Could you copy every one of the records below word for word, without changing anything?

>>>>

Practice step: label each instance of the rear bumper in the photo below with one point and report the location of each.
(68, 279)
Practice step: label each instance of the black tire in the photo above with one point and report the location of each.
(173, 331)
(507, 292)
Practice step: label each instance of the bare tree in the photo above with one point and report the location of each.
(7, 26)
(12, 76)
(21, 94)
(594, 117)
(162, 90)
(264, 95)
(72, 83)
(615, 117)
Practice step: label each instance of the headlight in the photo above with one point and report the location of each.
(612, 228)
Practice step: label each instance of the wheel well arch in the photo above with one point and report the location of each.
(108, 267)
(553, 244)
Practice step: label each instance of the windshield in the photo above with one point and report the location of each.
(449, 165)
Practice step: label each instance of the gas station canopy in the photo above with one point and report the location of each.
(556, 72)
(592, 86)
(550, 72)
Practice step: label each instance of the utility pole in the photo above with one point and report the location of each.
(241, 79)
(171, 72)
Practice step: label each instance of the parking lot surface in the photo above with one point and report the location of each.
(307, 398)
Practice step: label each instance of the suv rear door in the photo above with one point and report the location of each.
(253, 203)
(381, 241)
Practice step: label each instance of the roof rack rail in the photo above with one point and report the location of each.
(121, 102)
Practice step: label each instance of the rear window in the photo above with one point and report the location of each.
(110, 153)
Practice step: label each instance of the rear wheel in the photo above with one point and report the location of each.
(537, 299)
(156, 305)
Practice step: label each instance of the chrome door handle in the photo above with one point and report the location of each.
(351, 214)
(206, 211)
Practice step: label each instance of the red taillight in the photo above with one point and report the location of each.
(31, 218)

<<<<

*Output of the exercise:*
Practice step: label each instance of the rear bumper in the photo below with one point and report the location of each.
(68, 279)
Practice step: label each instance of the black tire in the photo above with one point and report the location of each.
(173, 331)
(507, 292)
Practice step: label each instance of the bare tree in the photo above with one point and report the location of each.
(7, 26)
(12, 76)
(21, 94)
(594, 117)
(162, 90)
(264, 95)
(72, 83)
(615, 117)
Practice step: label each instance of the headlight in the photo above with one point and report the location of each.
(612, 228)
Practice step: label each instance of the wheel well arch in the photo above with one point and report the location of each.
(108, 267)
(553, 244)
Practice step: label each instance of the windshield in the photo above with one point and report the location of each.
(449, 165)
Practice step: label each instance of the gas station canopy in the photo above with one point and report the location of each.
(556, 72)
(592, 86)
(550, 72)
Practice step: label each instance of the utility pole in the photo above with one point and report the location of each.
(241, 79)
(171, 72)
Practice step: label each instance of the parking lot surface in the photo above with one point and report the location of each.
(307, 398)
Practice step: label each instance of the suv rear door in the photo above with one point and report the location of each.
(253, 203)
(381, 241)
Practice step: label each instance of the roof rack rail in the photo above with one point and report the location of each.
(121, 102)
Practice step: label each instance of the rear window in the photo above with one point and report the location of each.
(110, 153)
Practice step: label each instance of the rear wheel in the photo above with one point and report the location of each.
(537, 299)
(156, 305)
Practice step: label each instance of the chrome door handle in the photo above with one point and report the location of each.
(351, 214)
(206, 211)
Practice step: label each instance of the red taillight in the photo above with one point and report the location of each.
(31, 218)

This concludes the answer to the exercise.